## TEKS YANG DIBERIKAN:
/---

# Umum > Komentar dan Saran >  Hadiah buat member milis

## klbid

Saya punya saran buat owner forum ini,
Yaitu pemberian hadiah atau penghargaan buat member yg berjasa dalam forum ini. Tidak berlaku untuk moderator. 
Misalnya :
- member yg memberikan donasi terbesar sepanjang tahun sbg sponsor
- member yg memberikan donasi terbesar sepanjang tahun sbg fee lelang
- member yg melakukan pembelian terbesar sepanjang tahun
- member yg melakukan penjualan terbesar sepanjang tahun
- member yg memberikan informasi dan pencerahan terbaik
- dll

Bagaimana ?

----------


## setia_budi

> Saya punya saran buat owner forum ini,
> Yaitu pemberian hadiah atau penghargaan buat member yg berjasa dalam forum ini. Tidak berlaku untuk moderator. 
> Misalnya :
> - member yg memberikan donasi terbesar sepanjang tahun sbg sponsor
> - member yg memberikan donasi terbesar sepanjang tahun sbg fee lelang
> - member yg melakukan pembelian terbesar sepanjang tahun
> - member yg melakukan penjualan terbesar sepanjang tahun
> - member yg memberikan informasi dan pencerahan terbaik
> - dll
> ...

\---

## DAFTAR ITEM:
/---

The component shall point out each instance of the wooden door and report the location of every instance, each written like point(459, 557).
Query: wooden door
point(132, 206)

\---
/---

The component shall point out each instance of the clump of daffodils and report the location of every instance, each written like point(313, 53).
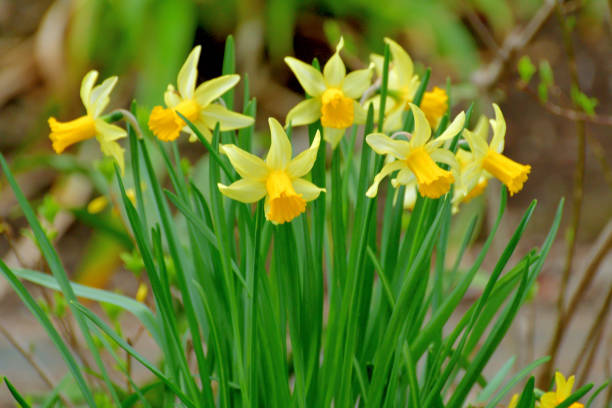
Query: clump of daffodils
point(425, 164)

\---

## INSTRUKSI TERTULIS A:
Jawablah pertanyaan berikut berdasarkan utas forum tentang hadiah bagi member milis:
(i) Siapa yang menulis usulan pemberian hadiah?
(ii) Siapa yang dikecualikan dari usulan tersebut?
(iii) Siapa yang mengutip usulan itu dalam balasannya?
## INSTRUKSI TERTULIS B:
Sebutkan semua kategori member yang diusulkan menerima hadiah dalam utas forum tentang hadiah bagi member milis.
## INSTRUKSI TERTULIS C:
Tentukan apakah setiap pernyataan berikut sesuai dengan utas forum tentang hadiah bagi member milis. Jawab ya atau tidak, lalu kutip kata-kata dari utas yang menjadi dasar jawaban.
(i) Usulan itu ditujukan kepada owner forum.
(ii) Moderator termasuk pihak yang dapat menerima hadiah.
(iii) Member dengan penjualan terbesar sepanjang tahun termasuk dalam kategori yang diusulkan.

## HASIL YANG BENAR A:
(i) klbid
(ii) Moderator
(iii) setia_budi

## HASIL YANG BENAR B:
- member yg memberikan donasi terbesar sepanjang tahun sbg sponsor
- member yg memberikan donasi terbesar sepanjang tahun sbg fee lelang
- member yg melakukan pembelian terbesar sepanjang tahun
- member yg melakukan penjualan terbesar sepanjang tahun
- member yg memberikan informasi dan pencerahan terbaik

## HASIL YANG BENAR C:
(i) Ya: "Saya punya saran buat owner forum ini"
(ii) Tidak: "Tidak berlaku untuk moderator."
(iii) Ya: "member yg melakukan penjualan terbesar sepanjang tahun"